→ **REQUIREMENT**
Retype, word for word, every line starting at the line with "Task: point out every instance of the white lab" and ending with the final line of the entries; skip the pictures.

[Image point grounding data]
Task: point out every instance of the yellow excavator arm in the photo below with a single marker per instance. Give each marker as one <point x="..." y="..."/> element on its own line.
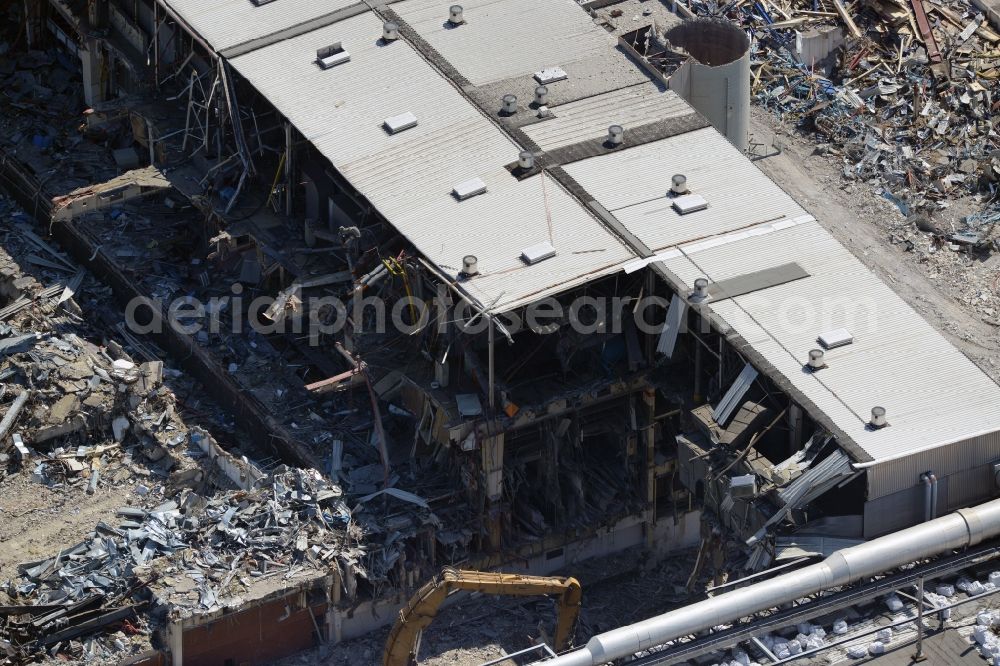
<point x="404" y="639"/>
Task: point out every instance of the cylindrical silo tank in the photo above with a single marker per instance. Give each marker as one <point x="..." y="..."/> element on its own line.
<point x="715" y="79"/>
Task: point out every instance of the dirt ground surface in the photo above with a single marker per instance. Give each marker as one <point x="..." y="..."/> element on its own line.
<point x="34" y="519"/>
<point x="957" y="293"/>
<point x="476" y="629"/>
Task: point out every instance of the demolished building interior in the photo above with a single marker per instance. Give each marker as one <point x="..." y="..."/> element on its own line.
<point x="276" y="159"/>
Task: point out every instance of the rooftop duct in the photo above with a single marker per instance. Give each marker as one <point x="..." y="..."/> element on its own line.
<point x="700" y="292"/>
<point x="616" y="135"/>
<point x="878" y="418"/>
<point x="678" y="184"/>
<point x="403" y="121"/>
<point x="469" y="188"/>
<point x="509" y="104"/>
<point x="539" y="252"/>
<point x="331" y="56"/>
<point x="716" y="78"/>
<point x="689" y="203"/>
<point x="541" y="96"/>
<point x="550" y="75"/>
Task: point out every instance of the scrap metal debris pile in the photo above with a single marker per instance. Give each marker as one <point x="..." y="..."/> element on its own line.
<point x="78" y="413"/>
<point x="197" y="553"/>
<point x="902" y="89"/>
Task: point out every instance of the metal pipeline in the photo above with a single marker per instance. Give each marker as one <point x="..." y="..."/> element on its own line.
<point x="962" y="529"/>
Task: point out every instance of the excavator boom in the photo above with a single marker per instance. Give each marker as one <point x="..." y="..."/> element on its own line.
<point x="419" y="612"/>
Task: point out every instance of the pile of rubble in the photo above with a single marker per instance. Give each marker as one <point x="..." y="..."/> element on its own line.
<point x="902" y="90"/>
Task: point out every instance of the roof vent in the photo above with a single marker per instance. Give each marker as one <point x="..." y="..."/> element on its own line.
<point x="689" y="203"/>
<point x="616" y="135"/>
<point x="539" y="252"/>
<point x="878" y="418"/>
<point x="331" y="56"/>
<point x="550" y="75"/>
<point x="541" y="96"/>
<point x="401" y="122"/>
<point x="678" y="184"/>
<point x="509" y="104"/>
<point x="700" y="292"/>
<point x="838" y="337"/>
<point x="469" y="188"/>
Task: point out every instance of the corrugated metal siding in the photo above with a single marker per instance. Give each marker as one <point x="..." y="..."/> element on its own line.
<point x="971" y="454"/>
<point x="226" y="23"/>
<point x="933" y="394"/>
<point x="590" y="118"/>
<point x="502" y="39"/>
<point x="633" y="184"/>
<point x="408" y="176"/>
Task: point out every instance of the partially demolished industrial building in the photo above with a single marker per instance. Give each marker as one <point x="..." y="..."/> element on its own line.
<point x="608" y="318"/>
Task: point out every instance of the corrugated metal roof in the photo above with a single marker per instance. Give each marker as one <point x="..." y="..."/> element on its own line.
<point x="226" y="23"/>
<point x="589" y="118"/>
<point x="633" y="183"/>
<point x="933" y="394"/>
<point x="409" y="176"/>
<point x="502" y="39"/>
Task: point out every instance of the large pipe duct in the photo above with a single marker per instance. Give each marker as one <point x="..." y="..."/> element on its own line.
<point x="715" y="80"/>
<point x="962" y="529"/>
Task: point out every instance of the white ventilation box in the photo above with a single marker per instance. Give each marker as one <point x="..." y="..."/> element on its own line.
<point x="401" y="122"/>
<point x="539" y="252"/>
<point x="689" y="203"/>
<point x="550" y="75"/>
<point x="332" y="55"/>
<point x="469" y="188"/>
<point x="838" y="337"/>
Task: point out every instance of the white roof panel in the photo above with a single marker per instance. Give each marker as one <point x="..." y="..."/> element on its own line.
<point x="227" y="23"/>
<point x="502" y="39"/>
<point x="589" y="118"/>
<point x="932" y="393"/>
<point x="633" y="185"/>
<point x="409" y="176"/>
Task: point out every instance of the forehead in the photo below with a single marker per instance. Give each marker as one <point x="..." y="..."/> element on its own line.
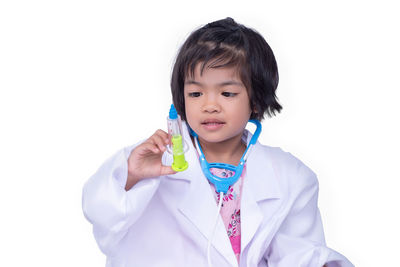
<point x="213" y="73"/>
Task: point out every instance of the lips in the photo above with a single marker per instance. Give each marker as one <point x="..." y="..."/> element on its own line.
<point x="212" y="124"/>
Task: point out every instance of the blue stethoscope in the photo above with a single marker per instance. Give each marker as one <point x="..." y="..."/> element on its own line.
<point x="223" y="184"/>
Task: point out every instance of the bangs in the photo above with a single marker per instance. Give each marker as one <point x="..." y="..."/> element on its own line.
<point x="212" y="55"/>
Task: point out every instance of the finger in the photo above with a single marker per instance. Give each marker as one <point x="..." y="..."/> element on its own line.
<point x="159" y="141"/>
<point x="148" y="147"/>
<point x="164" y="135"/>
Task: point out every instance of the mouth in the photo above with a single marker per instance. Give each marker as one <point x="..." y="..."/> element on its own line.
<point x="212" y="124"/>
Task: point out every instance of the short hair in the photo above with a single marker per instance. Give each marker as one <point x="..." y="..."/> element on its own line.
<point x="225" y="43"/>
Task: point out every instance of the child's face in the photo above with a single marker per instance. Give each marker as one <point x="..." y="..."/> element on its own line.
<point x="217" y="104"/>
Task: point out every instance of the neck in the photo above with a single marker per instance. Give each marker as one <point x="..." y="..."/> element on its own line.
<point x="229" y="151"/>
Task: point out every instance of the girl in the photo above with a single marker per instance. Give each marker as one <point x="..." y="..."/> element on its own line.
<point x="145" y="214"/>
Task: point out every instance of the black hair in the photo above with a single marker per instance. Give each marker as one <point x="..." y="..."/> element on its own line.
<point x="225" y="43"/>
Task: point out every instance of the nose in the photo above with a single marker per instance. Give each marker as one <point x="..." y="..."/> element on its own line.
<point x="211" y="104"/>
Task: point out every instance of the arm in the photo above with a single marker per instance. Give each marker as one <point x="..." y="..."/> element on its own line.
<point x="115" y="197"/>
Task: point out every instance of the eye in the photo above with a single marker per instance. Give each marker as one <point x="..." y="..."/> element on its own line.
<point x="229" y="94"/>
<point x="195" y="94"/>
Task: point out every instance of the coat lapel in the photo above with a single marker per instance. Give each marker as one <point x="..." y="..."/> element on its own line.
<point x="260" y="184"/>
<point x="199" y="206"/>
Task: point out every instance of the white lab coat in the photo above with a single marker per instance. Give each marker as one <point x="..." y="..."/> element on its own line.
<point x="166" y="221"/>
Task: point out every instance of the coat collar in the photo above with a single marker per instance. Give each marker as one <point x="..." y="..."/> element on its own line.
<point x="260" y="183"/>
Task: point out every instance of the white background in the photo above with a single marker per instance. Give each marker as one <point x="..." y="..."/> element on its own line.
<point x="81" y="79"/>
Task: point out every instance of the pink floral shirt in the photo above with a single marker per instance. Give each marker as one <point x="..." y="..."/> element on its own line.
<point x="230" y="210"/>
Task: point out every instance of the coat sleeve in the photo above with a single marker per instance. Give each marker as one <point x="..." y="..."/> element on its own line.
<point x="108" y="207"/>
<point x="300" y="240"/>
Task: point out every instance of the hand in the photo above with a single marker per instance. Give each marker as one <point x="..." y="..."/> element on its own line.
<point x="145" y="160"/>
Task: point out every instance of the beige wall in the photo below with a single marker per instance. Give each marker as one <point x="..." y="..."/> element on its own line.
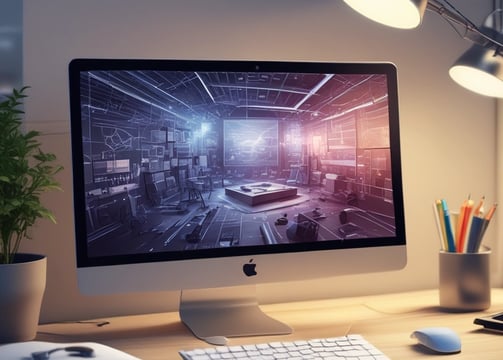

→ **RESPONSE FOR THIS EXERCISE**
Task: point out every instance of the white lab coat in the photo above with a single marker per instance. Give each marker as one <point x="..." y="..."/> element on its own line.
<point x="166" y="221"/>
Task: point out every instance of the coat collar in the photo above with a single marker per instance. Give each marker as one <point x="..." y="..."/> element on its own line.
<point x="260" y="183"/>
Task: point out every instance of the white background in the photo above with a single marker per instance. Give each marker as one <point x="..." y="..."/> element on its own line.
<point x="81" y="79"/>
Task: point out every instance of the pink floral shirt in the photo above with a single marker per instance. Give each marker as one <point x="..." y="..."/> element on its own line.
<point x="230" y="210"/>
Task: point out every instance of the coat sleeve in the photo above with a single marker per instance. Give each marker as one <point x="..." y="..."/> element on its own line.
<point x="108" y="207"/>
<point x="300" y="240"/>
Task: point out every instance of the hand in the photo above with a single marker per instance. Give each marker as one <point x="..." y="..."/> element on its own line.
<point x="145" y="160"/>
Task: point out every instance of the beige wall in the photo below with a single marker per instance. Give each marker as one <point x="..." y="..."/> element on its own line.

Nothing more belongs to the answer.